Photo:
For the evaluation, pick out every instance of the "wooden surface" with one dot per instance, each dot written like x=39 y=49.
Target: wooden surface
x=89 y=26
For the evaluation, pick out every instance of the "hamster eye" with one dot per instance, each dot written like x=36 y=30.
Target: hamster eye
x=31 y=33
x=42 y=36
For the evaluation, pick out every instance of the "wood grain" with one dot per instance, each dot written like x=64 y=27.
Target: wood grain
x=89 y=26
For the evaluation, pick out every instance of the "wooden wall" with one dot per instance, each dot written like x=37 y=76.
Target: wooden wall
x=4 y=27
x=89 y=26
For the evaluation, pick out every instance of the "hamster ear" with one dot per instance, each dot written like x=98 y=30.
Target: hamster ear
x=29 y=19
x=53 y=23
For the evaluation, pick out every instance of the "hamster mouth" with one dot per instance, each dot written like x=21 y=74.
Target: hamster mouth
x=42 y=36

...

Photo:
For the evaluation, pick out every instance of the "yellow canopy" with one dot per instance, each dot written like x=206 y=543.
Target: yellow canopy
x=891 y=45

▶ [TASK TO CARRY OUT]: Pick out and copy every line in the rows above that contains the word "written", treating uppercase and lowercase letters as different.

▶ [RESULT OF THIS TASK]:
For the evaluation, pick out every instance of the "wooden surface" with one dot per instance, each dot written like x=39 y=49.
For the evaluation, pick out every instance of the "hamster eye" with one dot per instance, each dot written like x=36 y=30.
For the evaluation, pick out every instance of the "wood grain" with one dot per instance, each dot written like x=64 y=27.
For the evaluation, pick out every instance of the "wooden wall" with one dot per instance, each dot written like x=37 y=76.
For the evaluation, pick out every instance of the "hamster ear" with one dot per instance, each dot written like x=98 y=30.
For the evaluation, pick out every instance of the "hamster mouth" with one dot per instance, each dot written like x=21 y=74.
For the evaluation, pick out every instance of the "yellow canopy" with one dot per instance, each dot written like x=206 y=543.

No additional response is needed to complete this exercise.